● **What is expected**:
Pick up the forum thread on ECC error reporting with ASRock Rack's AM4 server boards and continue it after its final sentence.

● **Source excerpt**:
——————————

ASRock Rack has created the first AM4 socket server boards, X470D4U, X470D4U2-2T

Tenrag · April 24, 2020, 4:00pm

About the ECC ‘cache’ errors in dmesg:
The word ‘cache’ doesn’t mean much in this context.

Looking at the EDAC driver code it is apparent that the cache-related line is always printed:
https://git.kernel.org/pub/scm/linux/kernel/git/stable/linux.git/tree/drivers/edac/mce_amd.c?h=v5.6.7#n1009
And the amd_decode_err_code() function itself is called regardless of the error type.

So If I understand correctly something like
[Hardware Error]: cache level: L3/GEN
means just that the error was detected while loading the data into L3 Cache. Which is expected since the memory is usually loaded into the highest level cache first.

MasterPhi · April 24, 2020, 5:01pm

Hi, when you did these tests, have you already disabled PFEH ?

Mastakilla · April 25, 2020, 11:42pm

Thanks, Good point about the memory modules missing components to handle the error detection themselves! That makes totally sense…

About the screenshots: I know… They are screenshots by Diversity. I didn’t try serial-over-lan yet though…

Not sure what you mean by “error reporting protocols” and Ryzen not implementing them all. If an OS like Linux can detect “Hardware Errors”, then the IPMI should be able to do the same, right? And it seems only logical to me to also expect this from the IPMI, no?

Mastakilla · April 25, 2020, 11:47pm

Hehe… c code… That has been awhile for me… Will try to look into this file a bit better…
Were you able to find anything in there that confirms that Diversity his errors are certainly errors from the memory modules ECC logic (and not from the infinity fabric or CPU cache)?

Mastakilla · April 25, 2020, 11:50pm

Well, that is a good point!

All my testing was done with PFEH enabled, except for my very last couple tests… (after discovering this BIOS setting)

I’ll check with Diversity if he had PFEH disabled during his tests. If he had, then I may need to do some more testing with PFEH handling and then maybe most of my previous testing is “invalid”…

diversity · April 26, 2020, 9:31am

I had PFEH = disabled. I never tried manually injecting errors with PFEH = enabled.

Whether of not PFEH was disabled (default) or enabled made no difference for memtest pro error injection. Never worked ;(

Not sure if this is of consequence but the ASUS prime x570-P I had success on does not have a PFEH setting in BIOS

Tenrag · April 26, 2020, 12:46pm

Yes, that would be logical but I do not know how exactly those errors are supposed to be detected/delivered, maybe the CPU reports those errors in multiple ways.
For example take a look at the IPMI specification:

In chapter 16.1:

The figure shows a BMC with a shared system messaging interface where Event Messages can be delivered from
either BIOS, SMS (system management software / OS), or an SMI Handler, and an IPMB interface and through
which it can receive Event Messages from the Intelligent Platform Management bus. The BMC can also generate
‘internal’ Event Messages.

——————————

● **Supplied material**:
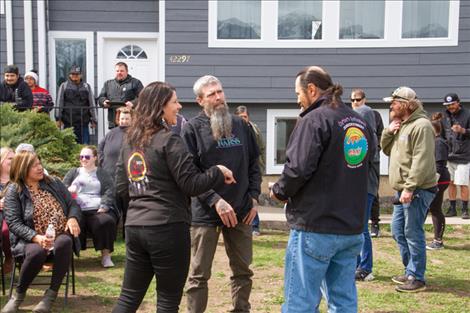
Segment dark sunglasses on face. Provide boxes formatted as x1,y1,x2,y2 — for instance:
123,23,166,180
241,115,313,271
351,98,364,102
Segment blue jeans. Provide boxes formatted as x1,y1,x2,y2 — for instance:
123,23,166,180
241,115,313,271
282,230,363,313
251,213,259,231
392,189,435,282
357,193,375,273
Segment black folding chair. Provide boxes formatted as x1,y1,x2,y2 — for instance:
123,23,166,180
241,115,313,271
8,251,75,305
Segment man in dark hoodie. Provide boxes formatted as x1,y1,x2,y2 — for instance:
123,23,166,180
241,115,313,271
271,66,376,313
98,62,144,129
181,75,261,313
0,65,33,110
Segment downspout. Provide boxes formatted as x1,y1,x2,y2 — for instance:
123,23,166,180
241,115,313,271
37,0,48,89
23,0,34,72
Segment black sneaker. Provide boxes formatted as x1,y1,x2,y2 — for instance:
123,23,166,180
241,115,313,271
392,275,413,285
445,207,457,217
395,278,426,292
426,240,444,250
370,223,380,238
356,269,374,281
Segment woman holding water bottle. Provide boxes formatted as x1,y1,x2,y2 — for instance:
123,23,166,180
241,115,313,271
1,152,81,313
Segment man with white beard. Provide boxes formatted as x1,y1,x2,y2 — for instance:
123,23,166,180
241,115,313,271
181,75,261,313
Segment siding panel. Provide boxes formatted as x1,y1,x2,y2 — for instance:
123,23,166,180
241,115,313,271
49,0,158,32
165,0,470,105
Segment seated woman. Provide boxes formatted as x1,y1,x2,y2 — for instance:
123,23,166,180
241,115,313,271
2,152,80,313
64,146,119,267
0,147,15,274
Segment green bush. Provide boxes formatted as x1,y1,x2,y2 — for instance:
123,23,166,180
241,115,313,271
0,104,80,176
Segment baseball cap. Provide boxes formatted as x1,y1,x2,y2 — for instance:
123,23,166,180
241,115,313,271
443,92,460,105
15,142,34,154
383,87,416,102
3,64,20,75
69,65,82,74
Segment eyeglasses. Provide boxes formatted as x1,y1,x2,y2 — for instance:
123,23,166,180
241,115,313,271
351,98,364,102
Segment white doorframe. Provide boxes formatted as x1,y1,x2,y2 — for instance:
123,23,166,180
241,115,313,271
96,32,164,92
49,31,95,102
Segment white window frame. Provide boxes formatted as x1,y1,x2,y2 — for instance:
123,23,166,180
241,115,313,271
374,109,390,175
49,31,95,102
208,0,460,48
266,109,300,175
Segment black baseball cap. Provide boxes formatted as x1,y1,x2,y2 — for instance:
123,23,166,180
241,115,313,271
443,92,460,105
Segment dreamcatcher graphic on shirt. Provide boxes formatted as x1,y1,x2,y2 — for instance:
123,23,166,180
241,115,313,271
127,151,149,194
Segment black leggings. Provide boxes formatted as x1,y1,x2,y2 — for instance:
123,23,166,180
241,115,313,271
429,184,449,241
113,223,191,313
16,234,72,293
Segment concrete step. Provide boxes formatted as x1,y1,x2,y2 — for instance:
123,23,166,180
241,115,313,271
258,206,470,230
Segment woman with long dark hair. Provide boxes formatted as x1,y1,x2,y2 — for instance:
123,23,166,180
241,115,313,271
113,82,235,313
426,113,450,250
2,152,81,313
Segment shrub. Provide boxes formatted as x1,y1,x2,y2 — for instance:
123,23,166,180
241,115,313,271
0,104,80,176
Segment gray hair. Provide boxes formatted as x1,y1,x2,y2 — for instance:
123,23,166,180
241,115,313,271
15,142,34,154
193,75,222,97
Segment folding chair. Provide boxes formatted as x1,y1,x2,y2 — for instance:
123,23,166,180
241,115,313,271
8,251,75,305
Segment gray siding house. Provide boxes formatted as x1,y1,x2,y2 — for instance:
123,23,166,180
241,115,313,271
0,0,470,174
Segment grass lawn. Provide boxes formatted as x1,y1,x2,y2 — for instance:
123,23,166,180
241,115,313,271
0,225,470,313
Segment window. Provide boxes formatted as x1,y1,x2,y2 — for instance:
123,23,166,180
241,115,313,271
49,31,95,99
55,39,87,88
339,1,385,39
217,0,261,39
116,45,147,59
402,1,449,38
208,0,460,48
266,109,300,174
277,0,322,40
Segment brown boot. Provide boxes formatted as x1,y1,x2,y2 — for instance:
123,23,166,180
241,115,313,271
33,289,57,313
2,292,26,313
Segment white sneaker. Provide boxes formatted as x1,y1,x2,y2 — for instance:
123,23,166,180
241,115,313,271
101,255,114,268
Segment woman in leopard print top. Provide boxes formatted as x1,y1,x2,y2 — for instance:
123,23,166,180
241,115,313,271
2,152,81,312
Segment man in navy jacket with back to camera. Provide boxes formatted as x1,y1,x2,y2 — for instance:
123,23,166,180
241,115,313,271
271,66,376,313
181,75,261,313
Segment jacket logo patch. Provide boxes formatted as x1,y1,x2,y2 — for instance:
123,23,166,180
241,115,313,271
127,151,148,194
343,125,369,168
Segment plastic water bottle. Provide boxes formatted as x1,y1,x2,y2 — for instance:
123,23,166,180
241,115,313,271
46,224,55,251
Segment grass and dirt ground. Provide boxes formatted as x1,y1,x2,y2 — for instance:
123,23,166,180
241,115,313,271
0,225,470,313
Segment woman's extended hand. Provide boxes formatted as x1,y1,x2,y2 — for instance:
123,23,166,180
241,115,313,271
32,235,54,250
97,206,109,213
68,185,77,193
65,217,80,237
217,165,237,185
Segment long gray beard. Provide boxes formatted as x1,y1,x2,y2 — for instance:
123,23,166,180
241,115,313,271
210,103,232,141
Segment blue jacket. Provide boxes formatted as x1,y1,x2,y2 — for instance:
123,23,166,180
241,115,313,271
273,98,377,235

——————————

● **Result**:
TL;DR: there are multiple ways that events can get into the IPMI log.

I am trying to say that without some more detailed knowledge it can be misleading to suggest that IPMI is seeing errors but does not report them.

Conspiracy theory: Maybe it is IPMI, maybe AMD forced Asrock to remove some features to force market segmentation. Maybe that is why when we ask Asrock about ECC we always get the same copy-paste answer saying that ‘AM4 does not support ECC error reporting function’.
For now we just can’t be sure where exactly is the missing part.

From what I can tell after reading the source: Seeing this in dmesg is a confirmation for me:
[Hardware Error]: Unified Memory Controller Ext. Error Code: 0, DRAM ECC error.

Those strings would be different if it was infinity fabric or cache itself.

The bank type breakdown is the structure here:
https://git.kernel.org/pub/scm/linux/kernel/git/stable/linux.git/tree/arch/x86/kernel/cpu/mce/amd.c?h=v5.6.7#n134

bank names:
https://git.kernel.org/pub/scm/linux/kernel/git/stable/linux.git/tree/arch/x86/kernel/cpu/mce/amd.c?h=v5.6.7#n79

The bank type > string array struct is here:
https://git.kernel.org/pub/scm/linux/kernel/git/stable/linux.git/tree/drivers/edac/mce_amd.c?h=v5.6.7#n406

and the strings themselves start here:
https://git.kernel.org/pub/scm/linux/kernel/git/stable/linux.git/tree/drivers/edac/mce_amd.c?h=v5.6.7#n154

Example 1:
Memory controller errors are on ’ SMCA_UMC’ bus, which points to “Unified Memory Controller” name and points to ‘smca_umc_mce_desc’ string array:

static const char * const smca_umc_mce_desc[] = {
“DRAM ECC error”,
“Data poison error”,
“SDP parity error”,
“Advanced peripheral bus error”,
“Address/Command parity error”,
“Write data CRC error”,
“DCQ SRAM ECC error”,
“AES SRAM ECC error”,
};

So for memory controller ECC errors we see for example:

Unified Memory Controller Ext. Error Code: 0, DRAM ECC error.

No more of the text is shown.